EXERCISE DETAILS: What you return should be the complete data below, word for word, with no pictures in it.

━━━ DATA TO EXAMINE

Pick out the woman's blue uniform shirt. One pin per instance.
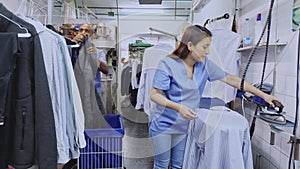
(171, 77)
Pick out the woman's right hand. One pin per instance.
(187, 112)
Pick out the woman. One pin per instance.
(177, 87)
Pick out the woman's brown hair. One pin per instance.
(192, 34)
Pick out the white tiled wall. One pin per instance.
(280, 71)
(284, 62)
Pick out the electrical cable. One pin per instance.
(268, 23)
(297, 107)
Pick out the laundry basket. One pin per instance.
(104, 148)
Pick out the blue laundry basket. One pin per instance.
(104, 148)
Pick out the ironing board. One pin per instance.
(219, 138)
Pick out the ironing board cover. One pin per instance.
(219, 139)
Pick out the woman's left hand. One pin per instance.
(269, 99)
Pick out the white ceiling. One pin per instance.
(168, 8)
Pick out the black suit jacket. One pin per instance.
(28, 135)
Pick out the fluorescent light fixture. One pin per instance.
(150, 1)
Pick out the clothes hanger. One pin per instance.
(20, 35)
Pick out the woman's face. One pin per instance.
(199, 51)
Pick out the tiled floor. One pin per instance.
(138, 153)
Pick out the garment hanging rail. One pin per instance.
(20, 35)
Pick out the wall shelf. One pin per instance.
(272, 45)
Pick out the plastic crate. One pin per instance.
(104, 148)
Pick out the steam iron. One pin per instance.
(273, 114)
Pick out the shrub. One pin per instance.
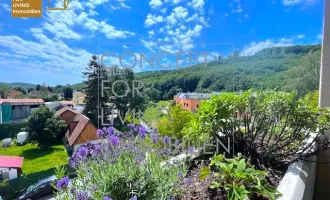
(174, 122)
(10, 130)
(124, 165)
(238, 178)
(272, 129)
(44, 128)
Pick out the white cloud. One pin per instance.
(301, 36)
(5, 7)
(197, 4)
(193, 17)
(177, 14)
(153, 19)
(297, 2)
(155, 3)
(46, 54)
(254, 47)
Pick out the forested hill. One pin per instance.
(284, 68)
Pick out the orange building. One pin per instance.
(191, 101)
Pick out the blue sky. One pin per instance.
(55, 48)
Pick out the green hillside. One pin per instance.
(285, 68)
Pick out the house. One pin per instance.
(16, 110)
(79, 129)
(78, 98)
(66, 114)
(67, 103)
(14, 93)
(191, 101)
(10, 167)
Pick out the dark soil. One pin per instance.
(195, 189)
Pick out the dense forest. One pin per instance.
(294, 68)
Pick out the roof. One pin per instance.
(11, 161)
(67, 102)
(64, 109)
(23, 101)
(55, 106)
(196, 96)
(14, 93)
(82, 121)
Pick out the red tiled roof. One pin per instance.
(67, 102)
(14, 93)
(82, 122)
(62, 110)
(22, 101)
(11, 161)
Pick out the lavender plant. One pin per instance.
(124, 166)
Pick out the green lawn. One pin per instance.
(35, 159)
(37, 164)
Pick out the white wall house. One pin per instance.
(10, 167)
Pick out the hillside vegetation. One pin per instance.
(293, 68)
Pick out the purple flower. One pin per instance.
(154, 137)
(100, 132)
(188, 181)
(73, 162)
(134, 198)
(94, 187)
(96, 149)
(110, 130)
(83, 151)
(131, 126)
(139, 159)
(62, 183)
(166, 140)
(180, 175)
(114, 140)
(82, 196)
(191, 150)
(73, 190)
(142, 132)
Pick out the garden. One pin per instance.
(270, 130)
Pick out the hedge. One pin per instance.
(10, 189)
(10, 130)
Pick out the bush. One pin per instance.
(10, 130)
(272, 129)
(44, 128)
(123, 166)
(239, 179)
(10, 189)
(174, 122)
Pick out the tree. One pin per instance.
(174, 122)
(67, 92)
(38, 87)
(94, 74)
(126, 94)
(21, 89)
(44, 128)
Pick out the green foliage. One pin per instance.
(286, 67)
(9, 189)
(10, 130)
(127, 94)
(67, 92)
(239, 179)
(21, 89)
(173, 123)
(44, 128)
(270, 128)
(92, 99)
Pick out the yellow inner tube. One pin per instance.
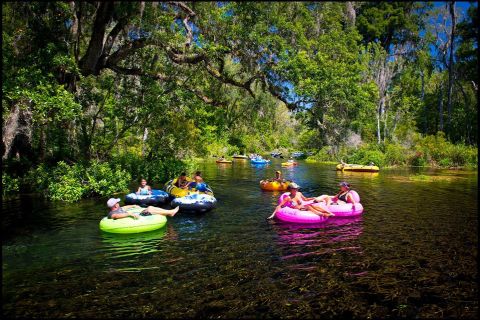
(274, 185)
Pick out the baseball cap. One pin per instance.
(344, 184)
(112, 201)
(293, 185)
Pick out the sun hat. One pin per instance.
(293, 185)
(344, 184)
(112, 201)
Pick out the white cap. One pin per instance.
(112, 201)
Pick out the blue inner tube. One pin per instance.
(195, 202)
(157, 197)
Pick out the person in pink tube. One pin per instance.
(294, 199)
(342, 197)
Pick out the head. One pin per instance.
(113, 203)
(293, 187)
(344, 186)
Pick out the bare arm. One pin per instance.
(124, 215)
(131, 206)
(281, 205)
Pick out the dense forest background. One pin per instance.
(98, 93)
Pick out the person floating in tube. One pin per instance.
(342, 197)
(182, 181)
(144, 189)
(294, 199)
(118, 212)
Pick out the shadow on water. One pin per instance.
(413, 252)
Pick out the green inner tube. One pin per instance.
(130, 225)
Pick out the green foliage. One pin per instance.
(155, 170)
(9, 184)
(396, 154)
(366, 154)
(69, 183)
(104, 180)
(248, 62)
(65, 183)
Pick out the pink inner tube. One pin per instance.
(345, 210)
(340, 210)
(288, 214)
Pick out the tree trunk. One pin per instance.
(89, 62)
(440, 108)
(351, 14)
(450, 67)
(422, 96)
(17, 132)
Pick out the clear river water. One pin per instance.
(413, 252)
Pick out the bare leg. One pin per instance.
(164, 212)
(325, 198)
(320, 211)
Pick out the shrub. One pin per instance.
(395, 154)
(367, 154)
(9, 184)
(102, 180)
(65, 184)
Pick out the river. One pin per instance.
(413, 253)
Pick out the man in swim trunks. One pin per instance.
(118, 212)
(294, 199)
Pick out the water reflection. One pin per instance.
(349, 174)
(120, 246)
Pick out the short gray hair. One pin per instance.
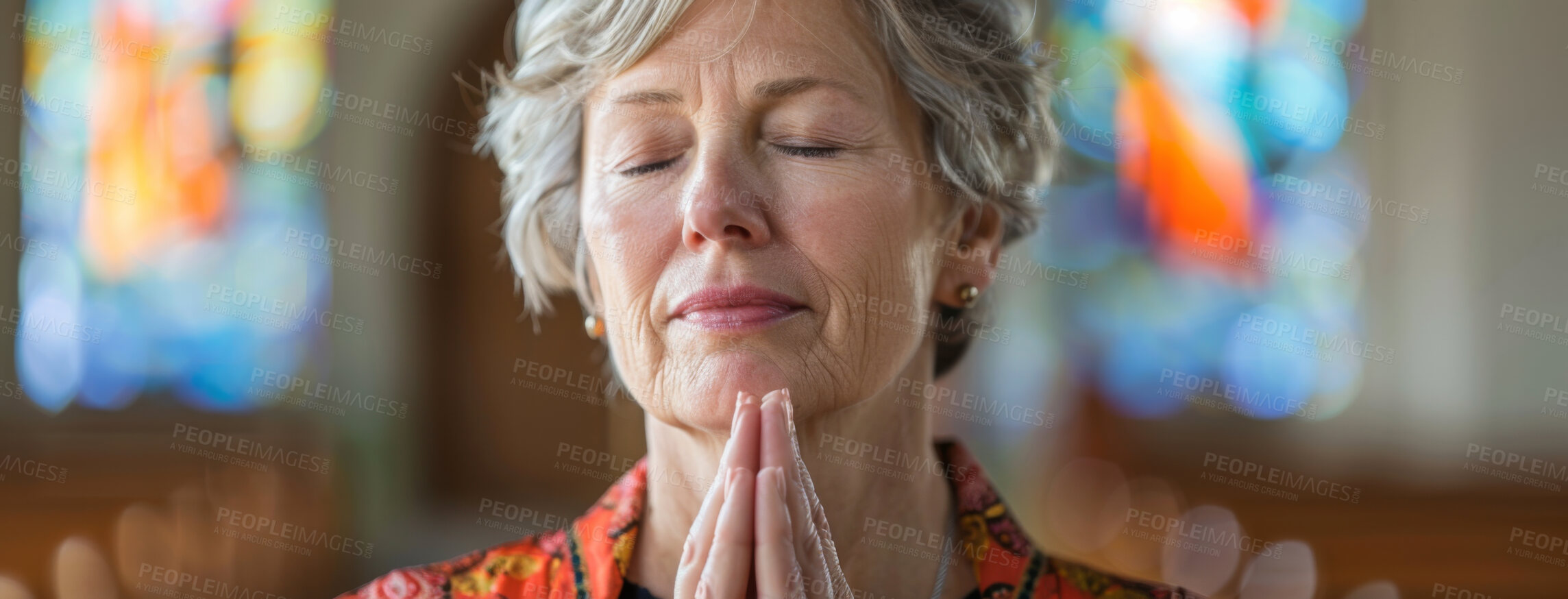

━━━━━━

EXERCISE RESPONSE:
Pick out the woman's blue uniform shirt. One pin per instance.
(171, 77)
Pick out the woman's right hand. One pin per instance.
(187, 112)
Pick out the woman. One pin per instance.
(177, 87)
Pick out the woman's brown hair. One pin per instance.
(192, 34)
Pick out the white tiled wall. One pin per instance.
(280, 71)
(284, 62)
Pick out the electrical cable. One pin per instance.
(268, 23)
(297, 107)
Pick out the laundry basket. One pin per instance.
(104, 148)
Pick out the blue laundry basket. One pin per instance.
(104, 148)
Pick out the ironing board. One pin per instance.
(219, 138)
Pick out the ironing board cover. One pin per instance.
(219, 139)
Pick out the woman's left hand. One pin per instance.
(269, 99)
Pick out the white ceiling. One pin per instance.
(168, 8)
Pick out the black suit jacket. One pin per instance.
(28, 135)
Pick out the fluorescent light fixture. One pin per instance.
(150, 1)
Pick out the clothes hanger. One pin per instance.
(20, 35)
Pick out the woman's face. One pin per instance.
(199, 51)
Pick out the tiled floor. One pin per instance.
(138, 153)
Pick out the garment hanging rail. One pin per instance.
(20, 35)
Pick out the wall shelf. One pin per instance.
(272, 45)
Pick out the plastic crate. One pin per instance.
(104, 148)
Pick out the steam iron. One pin per instance.
(273, 114)
Pick out the shrub. One pin per instance.
(174, 122)
(10, 130)
(124, 165)
(238, 178)
(272, 129)
(44, 128)
Pick out the white cloud. One pin per instance.
(301, 36)
(5, 7)
(197, 4)
(193, 17)
(177, 14)
(153, 19)
(297, 2)
(155, 3)
(46, 54)
(254, 47)
Pick out the forested hill. One pin per instance.
(284, 68)
Pick out the orange building. One pin per instance.
(191, 101)
Pick out the blue sky. One pin per instance.
(55, 48)
Pick out the green hillside. One pin per instance.
(285, 68)
Pick out the house. One pin per instance.
(16, 110)
(79, 129)
(78, 98)
(66, 114)
(67, 103)
(14, 93)
(191, 101)
(10, 167)
Pick out the dark soil. One pin per instance.
(195, 189)
Pick out the dense forest. One pin per instance.
(294, 68)
Pick out the roof. One pin per instance.
(11, 161)
(67, 102)
(64, 109)
(23, 101)
(55, 106)
(196, 96)
(14, 93)
(82, 121)
Pick out the red tiled roof. One pin per instance.
(67, 102)
(14, 93)
(82, 122)
(62, 110)
(22, 101)
(11, 161)
Pick out the lavender plant. One pin per instance.
(124, 166)
Pick out the green lawn. One pin per instance.
(35, 159)
(37, 164)
Pick out the white wall house. One pin per instance.
(10, 167)
Pick out the hillside vegetation. One pin per instance.
(293, 68)
Pick out the purple flower. One pin per instance.
(154, 137)
(100, 132)
(188, 181)
(73, 162)
(134, 198)
(94, 187)
(96, 149)
(110, 130)
(83, 151)
(131, 126)
(139, 159)
(62, 183)
(166, 140)
(180, 175)
(114, 140)
(82, 196)
(191, 150)
(73, 190)
(142, 132)
Pick out the garden. One pin per instance.
(270, 130)
Pick out the hedge. One pin per instance.
(10, 189)
(10, 130)
Pick out the bush. One pin per instance.
(10, 130)
(272, 129)
(44, 128)
(123, 166)
(239, 179)
(10, 189)
(174, 122)
Pick out the tree. One pin per instance.
(174, 122)
(67, 92)
(38, 87)
(94, 74)
(126, 94)
(21, 89)
(44, 128)
Pick out the green foliage. One pin per instance.
(286, 67)
(9, 189)
(10, 130)
(127, 94)
(67, 92)
(239, 179)
(21, 89)
(173, 123)
(44, 128)
(270, 128)
(92, 99)
Pick out the yellow inner tube. One pin per instance.
(274, 185)
Pick out the baseball cap. One pin per instance.
(344, 184)
(112, 201)
(293, 185)
Pick out the sun hat. One pin per instance.
(293, 185)
(344, 184)
(112, 201)
Pick out the white cap. One pin per instance.
(112, 201)
Pick out the blue inner tube. One pin per instance.
(195, 202)
(157, 197)
Pick out the person in pink tube. One pin per instance.
(294, 199)
(342, 197)
Pick out the head. One pin per instance.
(113, 203)
(293, 187)
(344, 186)
Pick out the bare arm. One pin per instance.
(124, 215)
(131, 206)
(281, 205)
Pick out the dense forest background. One pin per instance.
(98, 93)
Pick out the person floating in tube. One pin per instance.
(342, 197)
(182, 181)
(144, 189)
(294, 199)
(118, 212)
Pick out the shadow on water. One pin per instance.
(413, 252)
Pick out the green inner tube. One pin per instance.
(130, 225)
Pick out the green foliage. One pin per instance.
(155, 170)
(9, 184)
(396, 154)
(366, 154)
(69, 183)
(104, 180)
(248, 62)
(65, 183)
Pick out the pink inner tube. One pin per instance.
(345, 210)
(340, 210)
(288, 214)
Pick out the tree trunk. One pin per instance.
(89, 62)
(440, 108)
(351, 14)
(450, 67)
(422, 96)
(17, 132)
Pick out the clear river water. One pin per instance.
(413, 252)
Pick out the bare leg. One pin per instance.
(164, 212)
(325, 198)
(320, 211)
Pick out the shrub. One pin per instance.
(395, 154)
(367, 154)
(9, 184)
(102, 180)
(65, 184)
Pick out the river. One pin per instance.
(413, 253)
Pick out the man in swim trunks. One pin per instance.
(118, 212)
(294, 199)
Pick out the water reflection. One pin per instance.
(349, 174)
(120, 246)
Pick out the short gray hair. One pin per instance.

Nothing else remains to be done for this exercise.